▶ Exercise task
Go to the line that contains "of the long" and extract it along with every line after it, exactly, through the end of the data below.

— Start —

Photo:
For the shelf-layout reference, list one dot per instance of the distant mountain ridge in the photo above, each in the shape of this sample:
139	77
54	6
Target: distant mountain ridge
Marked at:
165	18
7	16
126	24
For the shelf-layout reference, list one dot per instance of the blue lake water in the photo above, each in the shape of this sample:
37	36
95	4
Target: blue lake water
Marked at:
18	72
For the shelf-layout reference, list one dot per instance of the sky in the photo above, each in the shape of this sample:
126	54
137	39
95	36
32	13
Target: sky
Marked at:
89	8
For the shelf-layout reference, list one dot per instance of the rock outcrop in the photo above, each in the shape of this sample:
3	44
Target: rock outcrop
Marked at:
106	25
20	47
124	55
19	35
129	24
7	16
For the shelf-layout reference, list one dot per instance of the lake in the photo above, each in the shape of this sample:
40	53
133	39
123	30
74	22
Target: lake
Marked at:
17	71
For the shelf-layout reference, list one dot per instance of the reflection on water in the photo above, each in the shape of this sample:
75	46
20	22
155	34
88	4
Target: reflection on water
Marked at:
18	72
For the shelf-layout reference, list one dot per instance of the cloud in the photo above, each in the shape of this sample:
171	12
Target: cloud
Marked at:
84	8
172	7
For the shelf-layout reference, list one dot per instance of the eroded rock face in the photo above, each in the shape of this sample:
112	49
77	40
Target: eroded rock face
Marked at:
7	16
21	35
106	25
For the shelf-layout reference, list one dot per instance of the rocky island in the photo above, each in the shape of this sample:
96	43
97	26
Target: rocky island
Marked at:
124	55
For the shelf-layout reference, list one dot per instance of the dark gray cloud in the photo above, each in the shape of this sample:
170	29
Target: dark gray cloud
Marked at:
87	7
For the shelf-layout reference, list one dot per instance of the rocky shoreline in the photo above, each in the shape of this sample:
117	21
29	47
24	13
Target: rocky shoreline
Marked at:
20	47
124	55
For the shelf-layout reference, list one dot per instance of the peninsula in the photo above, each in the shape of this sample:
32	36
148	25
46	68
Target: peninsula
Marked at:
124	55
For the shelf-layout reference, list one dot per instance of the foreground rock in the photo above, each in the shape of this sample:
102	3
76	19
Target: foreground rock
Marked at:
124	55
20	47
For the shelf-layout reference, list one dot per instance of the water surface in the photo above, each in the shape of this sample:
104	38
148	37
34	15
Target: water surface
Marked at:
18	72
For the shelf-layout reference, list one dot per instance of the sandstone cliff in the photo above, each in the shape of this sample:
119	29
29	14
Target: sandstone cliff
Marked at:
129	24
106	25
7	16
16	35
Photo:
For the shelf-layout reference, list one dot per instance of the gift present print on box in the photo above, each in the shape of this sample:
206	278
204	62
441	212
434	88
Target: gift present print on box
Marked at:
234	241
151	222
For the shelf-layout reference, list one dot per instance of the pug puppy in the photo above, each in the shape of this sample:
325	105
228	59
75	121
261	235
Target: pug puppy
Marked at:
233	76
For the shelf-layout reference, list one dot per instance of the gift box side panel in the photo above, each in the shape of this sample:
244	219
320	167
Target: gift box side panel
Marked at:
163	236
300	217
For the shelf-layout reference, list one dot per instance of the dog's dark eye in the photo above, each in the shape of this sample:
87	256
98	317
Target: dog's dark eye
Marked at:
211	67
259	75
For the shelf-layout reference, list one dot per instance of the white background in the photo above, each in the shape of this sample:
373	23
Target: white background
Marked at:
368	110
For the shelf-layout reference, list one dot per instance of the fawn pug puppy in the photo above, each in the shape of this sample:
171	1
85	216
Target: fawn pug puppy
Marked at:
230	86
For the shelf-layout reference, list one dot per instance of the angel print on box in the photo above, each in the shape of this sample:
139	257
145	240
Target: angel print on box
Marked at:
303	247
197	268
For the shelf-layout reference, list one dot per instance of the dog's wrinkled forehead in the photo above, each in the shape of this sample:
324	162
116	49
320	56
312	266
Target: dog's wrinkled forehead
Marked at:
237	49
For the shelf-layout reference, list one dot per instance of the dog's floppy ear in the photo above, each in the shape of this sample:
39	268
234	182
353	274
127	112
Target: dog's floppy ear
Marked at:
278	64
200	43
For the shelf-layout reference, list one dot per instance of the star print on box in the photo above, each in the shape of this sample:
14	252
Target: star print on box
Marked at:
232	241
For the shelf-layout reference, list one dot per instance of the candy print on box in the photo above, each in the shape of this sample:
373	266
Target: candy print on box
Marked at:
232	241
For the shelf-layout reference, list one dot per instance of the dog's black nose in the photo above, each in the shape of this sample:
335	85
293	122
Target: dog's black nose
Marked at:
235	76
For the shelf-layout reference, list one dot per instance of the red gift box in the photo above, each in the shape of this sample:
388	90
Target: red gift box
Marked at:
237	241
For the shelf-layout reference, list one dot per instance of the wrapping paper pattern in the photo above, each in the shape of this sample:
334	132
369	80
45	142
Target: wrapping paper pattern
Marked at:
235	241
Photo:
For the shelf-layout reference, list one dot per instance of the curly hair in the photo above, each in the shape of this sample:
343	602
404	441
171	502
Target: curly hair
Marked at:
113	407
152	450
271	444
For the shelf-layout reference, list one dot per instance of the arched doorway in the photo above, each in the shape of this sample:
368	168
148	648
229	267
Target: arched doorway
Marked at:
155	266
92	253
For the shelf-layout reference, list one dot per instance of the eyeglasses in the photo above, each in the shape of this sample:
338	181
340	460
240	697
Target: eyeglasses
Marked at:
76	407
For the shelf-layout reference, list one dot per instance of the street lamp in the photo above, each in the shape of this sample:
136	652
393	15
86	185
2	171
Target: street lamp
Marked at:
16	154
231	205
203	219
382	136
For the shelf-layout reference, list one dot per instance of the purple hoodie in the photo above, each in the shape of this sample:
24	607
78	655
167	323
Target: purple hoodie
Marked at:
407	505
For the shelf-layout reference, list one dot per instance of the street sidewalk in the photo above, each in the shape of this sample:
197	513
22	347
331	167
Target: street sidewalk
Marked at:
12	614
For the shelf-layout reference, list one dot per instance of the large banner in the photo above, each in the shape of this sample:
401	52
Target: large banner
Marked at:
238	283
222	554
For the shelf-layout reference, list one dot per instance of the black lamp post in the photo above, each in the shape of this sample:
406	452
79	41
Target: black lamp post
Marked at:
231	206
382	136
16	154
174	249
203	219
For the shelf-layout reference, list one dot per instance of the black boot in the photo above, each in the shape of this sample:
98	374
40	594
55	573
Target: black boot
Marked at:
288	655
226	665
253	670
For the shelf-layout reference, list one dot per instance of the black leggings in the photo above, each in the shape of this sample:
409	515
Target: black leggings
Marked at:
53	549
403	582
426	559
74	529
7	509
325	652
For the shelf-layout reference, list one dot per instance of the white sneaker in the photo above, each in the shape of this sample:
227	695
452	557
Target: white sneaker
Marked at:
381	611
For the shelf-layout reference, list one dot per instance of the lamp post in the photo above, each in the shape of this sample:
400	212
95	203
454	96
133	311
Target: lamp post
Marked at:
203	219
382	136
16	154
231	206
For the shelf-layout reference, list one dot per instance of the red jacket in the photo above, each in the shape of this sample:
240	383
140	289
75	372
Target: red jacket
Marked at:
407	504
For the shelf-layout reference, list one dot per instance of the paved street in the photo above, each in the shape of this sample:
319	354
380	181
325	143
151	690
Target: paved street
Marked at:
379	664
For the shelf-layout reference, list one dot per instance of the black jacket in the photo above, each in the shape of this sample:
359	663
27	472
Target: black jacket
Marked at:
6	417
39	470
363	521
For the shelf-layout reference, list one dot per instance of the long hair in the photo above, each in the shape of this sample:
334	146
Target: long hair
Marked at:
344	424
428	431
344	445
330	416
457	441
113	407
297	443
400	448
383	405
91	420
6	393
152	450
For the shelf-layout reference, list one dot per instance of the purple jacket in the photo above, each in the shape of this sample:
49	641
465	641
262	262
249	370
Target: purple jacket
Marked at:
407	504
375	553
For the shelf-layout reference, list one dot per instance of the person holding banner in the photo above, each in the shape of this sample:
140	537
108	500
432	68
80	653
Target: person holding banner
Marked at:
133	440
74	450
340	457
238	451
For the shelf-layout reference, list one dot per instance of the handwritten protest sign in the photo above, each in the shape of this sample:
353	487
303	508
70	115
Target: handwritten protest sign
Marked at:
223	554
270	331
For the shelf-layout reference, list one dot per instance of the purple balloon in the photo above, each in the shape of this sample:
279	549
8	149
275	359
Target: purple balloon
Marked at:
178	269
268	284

— End —

▶ Result of the exercise
For the shelf-layout reference, list one dot per instance of the long hair in the photo above, each in the shape of this sample:
334	146
Target: long hair
Marked at:
344	424
428	431
344	445
330	416
457	441
113	407
297	443
400	448
383	405
91	420
6	393
152	450
For the shelf-layout reference, list one dot per instance of the purple jacket in the photo above, each in the shape of this sample:
49	641
465	641
262	262
249	370
Target: purple jacket
Marked at:
407	504
375	553
For the shelf-layout reference, list one dot per instance of the person holding banner in the photo above, each in the shape of this sample:
140	537
108	500
432	68
80	653
Target: person holding banner
Marked at:
133	440
74	450
340	457
238	451
For the shelf-layout reference, list one dot per instance of the handwritten protest sign in the photo above, each in the shape of this sample:
353	487
303	508
70	115
Target: handwritten protest sign
Marked at:
223	554
270	331
For the shelf-layout reference, list one dot per instance of the purple balloon in the photo above, each in the shape of this sample:
279	549
8	149
275	359
Target: purple balloon
Marked at:
178	269
268	284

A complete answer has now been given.